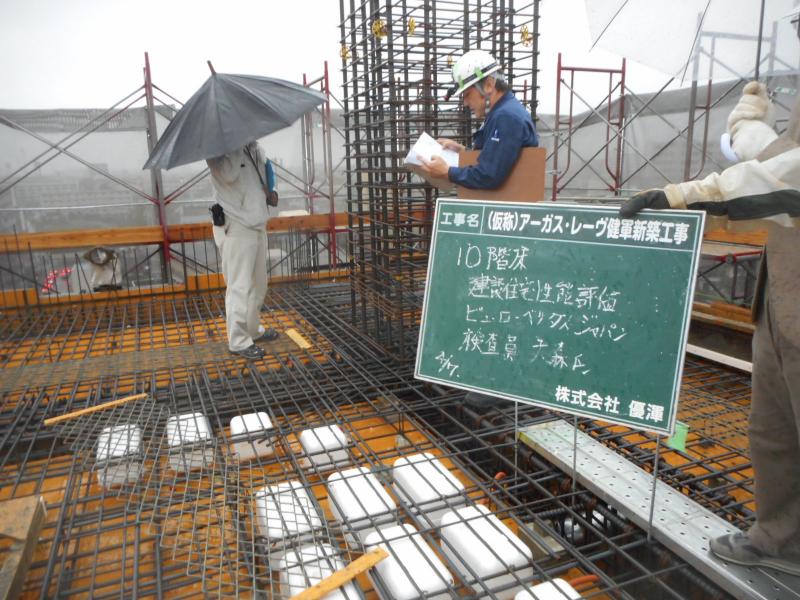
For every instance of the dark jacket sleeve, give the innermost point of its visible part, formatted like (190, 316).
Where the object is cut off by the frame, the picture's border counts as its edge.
(499, 153)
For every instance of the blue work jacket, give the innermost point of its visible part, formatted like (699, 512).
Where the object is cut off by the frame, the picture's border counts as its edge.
• • •
Report all lines above with "visible".

#### Answer to this task:
For every instance of the dark jacket sleeve, give the innermost point of its visible part, formatted like (190, 316).
For every instance of the blue work jacket, give the innermost point of its visible part, formatted like (699, 512).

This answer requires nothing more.